▸ **Consigne de travail A**
D'après l'extrait sur la démocratie sanitaire, quelle fonction occupe la représentante de la société civile entrée au conseil scientifique ?
▸ **Consigne de travail B**
Poursuivez l'extrait sur la démocratie sanitaire en reprenant juste après sa dernière phrase.

▸ **Extrait fourni**
========
La démocratie sanitaire est un sujet qui me tient très à coeur, en tant que président du Comité consultatif national d'éthique, et parce que j'ai un long passé de travail commun avec les associations. Il faut avoir à l'esprit ce fameux triangle : la décision est prise par le politique, mais doit s'appuyer sur le scientifique et sur une vision citoyenne – je pense que nous en convenons tous. Ce n'est pas simplement une belle construction théorique : dans le processus de décision, il y a la décision elle-même, son acceptabilité par le citoyen et ce qui se passe dans la réalité. Ou, pour le dire autrement, il y a le médecin qui prescrit un médicament, le patient qui l'accepte, puis l'observance thérapeutique ou compliance, sachant que nous avons beaucoup de problèmes en la matière.
Pour ces raisons, nous avons fait entrer dans le conseil scientifique une représentante de la société civile, la vice-présidente d'ATD Quart-monde. Mais il faut aller beaucoup plus loin. J'ai adressé hier, plutôt à titre personnel qu'en ma qualité de président du conseil scientifique, une note à l'Élysée et à Matignon pour demander la création d'un comité de liaison citoyenne. Il s'agirait d'une structure très légère – nous n'avons pas le temps de créer une usine à gaz ! – qui rassemblerait dans une certaine mesure trois grands organismes, le Conseil économique, social et environnemental, le Conseil supérieur de l'audiovisuel et la Commission nationale consultative des droits de l'homme, et pourrait s'appuyer sur des personnalités extérieures. Cela nous permettrait d'avoir une vision citoyenne pour les décisions qui vont être prises.
========
▸ **Liste des enregistrements**

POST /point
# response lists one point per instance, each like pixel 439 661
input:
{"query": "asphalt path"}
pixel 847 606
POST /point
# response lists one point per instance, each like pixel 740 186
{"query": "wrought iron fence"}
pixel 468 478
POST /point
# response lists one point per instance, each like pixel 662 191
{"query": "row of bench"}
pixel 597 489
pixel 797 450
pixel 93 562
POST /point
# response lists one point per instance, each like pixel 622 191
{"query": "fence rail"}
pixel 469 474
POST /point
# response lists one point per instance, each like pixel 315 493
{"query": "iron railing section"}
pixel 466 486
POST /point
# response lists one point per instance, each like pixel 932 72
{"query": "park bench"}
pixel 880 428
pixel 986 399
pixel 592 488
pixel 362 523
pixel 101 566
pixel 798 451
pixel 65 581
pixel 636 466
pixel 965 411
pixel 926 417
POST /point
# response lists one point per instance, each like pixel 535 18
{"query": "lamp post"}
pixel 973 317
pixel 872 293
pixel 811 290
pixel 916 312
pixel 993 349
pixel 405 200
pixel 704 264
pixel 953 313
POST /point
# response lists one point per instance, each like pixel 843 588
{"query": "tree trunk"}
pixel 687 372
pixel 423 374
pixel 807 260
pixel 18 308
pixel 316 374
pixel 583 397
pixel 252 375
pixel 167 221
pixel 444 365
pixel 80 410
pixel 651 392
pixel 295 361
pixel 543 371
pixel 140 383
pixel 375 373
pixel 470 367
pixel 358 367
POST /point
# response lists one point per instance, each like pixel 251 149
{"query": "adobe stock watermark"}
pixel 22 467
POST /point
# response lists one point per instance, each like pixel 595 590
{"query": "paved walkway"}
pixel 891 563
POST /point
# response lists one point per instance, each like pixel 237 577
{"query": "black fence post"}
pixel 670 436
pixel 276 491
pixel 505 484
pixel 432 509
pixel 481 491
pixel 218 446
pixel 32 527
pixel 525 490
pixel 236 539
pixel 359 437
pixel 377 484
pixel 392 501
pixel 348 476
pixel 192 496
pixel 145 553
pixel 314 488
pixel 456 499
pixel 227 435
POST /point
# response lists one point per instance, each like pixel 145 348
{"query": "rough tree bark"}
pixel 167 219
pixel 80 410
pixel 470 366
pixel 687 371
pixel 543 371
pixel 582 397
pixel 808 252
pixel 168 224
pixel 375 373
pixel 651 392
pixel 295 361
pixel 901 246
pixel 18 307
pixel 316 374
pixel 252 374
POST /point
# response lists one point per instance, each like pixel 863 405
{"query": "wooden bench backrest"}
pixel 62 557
========
▸ **Réponse A**
Elle est vice-présidente d'ATD Quart-monde.

▸ **Réponse B**
Jusqu'à présent, le Gouvernement – non pas le conseil scientifique, j'y insiste – a pris des décisions « d'en haut », parce qu'il était urgent d'agir. En revanche, concernant les modalités du déconfinement et du post-confinement, un dialogue avec le citoyen me semble nécessaire, pour savoir ce qu'il pense et ce qu'il réclame, et pour lui fournir une explication.
La question de la réouverture des écoles est un sujet difficile, sur lequel j'aurai une certaine réserve.
D'abord, nous avons très peu de données sur ce qui se passe chez les enfants – j'en suis moi-même étonné. La contagiosité chez les enfants n'est probablement pas aussi importante que cela. D'après la littérature scientifique et les données dont nous disposons, la quantité de virus est vraisemblablement moins élevée chez l'enfant que chez l'adulte. Toutefois, il est évidemment beaucoup plus difficile de faire respecter les mesures de distanciation sociale par les enfants.
Nous manquons cruellement de données sur la proportion d'enfants qui auront été touchés par le virus à l'issue de la première vague. Nous aurions besoin d'études systématiques du nombre d'élèves contaminés au cours d'une période donnée dans un établissement donné, notamment dans les zones très touchées. Une seule étude de cette nature, réalisée dans un collège-lycée de l'Oise, vient d'être publiée.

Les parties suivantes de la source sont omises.